→ MATERIAL TO PROCESS
····················

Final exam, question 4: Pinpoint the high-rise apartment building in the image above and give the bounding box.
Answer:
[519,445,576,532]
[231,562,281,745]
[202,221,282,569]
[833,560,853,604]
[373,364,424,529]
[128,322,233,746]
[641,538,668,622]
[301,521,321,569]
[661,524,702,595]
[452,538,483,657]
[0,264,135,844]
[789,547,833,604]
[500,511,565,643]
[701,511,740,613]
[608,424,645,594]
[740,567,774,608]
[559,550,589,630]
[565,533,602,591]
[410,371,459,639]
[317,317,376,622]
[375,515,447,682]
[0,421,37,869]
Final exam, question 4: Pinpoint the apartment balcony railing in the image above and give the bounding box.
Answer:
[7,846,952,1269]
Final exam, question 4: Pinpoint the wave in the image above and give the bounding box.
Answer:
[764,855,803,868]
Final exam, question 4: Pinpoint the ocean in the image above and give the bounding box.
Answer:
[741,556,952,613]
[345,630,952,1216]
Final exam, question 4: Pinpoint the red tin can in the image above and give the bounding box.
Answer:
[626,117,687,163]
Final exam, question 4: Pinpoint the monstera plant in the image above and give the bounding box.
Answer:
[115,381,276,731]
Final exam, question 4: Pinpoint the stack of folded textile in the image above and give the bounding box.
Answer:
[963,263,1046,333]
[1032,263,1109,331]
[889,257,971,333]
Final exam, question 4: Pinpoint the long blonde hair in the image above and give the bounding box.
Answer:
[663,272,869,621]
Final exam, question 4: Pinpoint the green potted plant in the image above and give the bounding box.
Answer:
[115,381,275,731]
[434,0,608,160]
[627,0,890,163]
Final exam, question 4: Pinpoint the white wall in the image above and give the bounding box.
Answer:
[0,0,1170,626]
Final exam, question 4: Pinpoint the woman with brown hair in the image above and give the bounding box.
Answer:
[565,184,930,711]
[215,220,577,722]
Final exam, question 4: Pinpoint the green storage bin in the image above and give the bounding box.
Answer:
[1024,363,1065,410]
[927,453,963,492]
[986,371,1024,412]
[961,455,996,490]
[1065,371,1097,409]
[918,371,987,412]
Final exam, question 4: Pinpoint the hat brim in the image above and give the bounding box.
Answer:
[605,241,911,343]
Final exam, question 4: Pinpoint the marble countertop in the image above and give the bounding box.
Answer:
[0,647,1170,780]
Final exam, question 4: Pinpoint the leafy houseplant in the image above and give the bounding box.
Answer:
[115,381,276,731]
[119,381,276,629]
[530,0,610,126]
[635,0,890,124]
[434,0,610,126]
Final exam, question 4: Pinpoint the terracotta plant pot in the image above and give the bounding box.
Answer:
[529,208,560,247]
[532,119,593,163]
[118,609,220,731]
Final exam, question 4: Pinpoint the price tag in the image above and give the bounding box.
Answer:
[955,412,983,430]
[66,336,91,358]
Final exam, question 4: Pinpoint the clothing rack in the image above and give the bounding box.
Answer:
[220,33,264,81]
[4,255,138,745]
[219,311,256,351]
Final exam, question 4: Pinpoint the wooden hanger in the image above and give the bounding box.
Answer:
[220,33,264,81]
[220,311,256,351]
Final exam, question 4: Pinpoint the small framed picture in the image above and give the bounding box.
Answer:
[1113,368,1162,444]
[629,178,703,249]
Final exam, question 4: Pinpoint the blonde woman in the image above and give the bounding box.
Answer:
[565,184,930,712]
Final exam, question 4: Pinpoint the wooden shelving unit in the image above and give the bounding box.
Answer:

····················

→ DIRECTION
Please repeat word for word the items that open with the line containing "Final exam, question 4: Pinpoint the long" and close with the line containing "[215,220,577,722]", including both of those lines.

→ RESULT FOR THIS EXERCISE
Final exam, question 4: Pinpoint the long blonde hair in the image above and give the bounding box.
Answer:
[663,272,869,621]
Final exam, question 4: Pinpoint the green potted plant in the image above and give the bounding box.
Answer:
[115,381,275,731]
[434,0,608,160]
[627,0,890,163]
Final exam, question 4: Pinpoint the white wall in the image above and give the bounding box.
Answer:
[0,0,1170,626]
Final exam, question 4: Pinpoint the woman with brown hair in the image above and give the bounding box.
Answer:
[565,184,930,711]
[215,220,577,722]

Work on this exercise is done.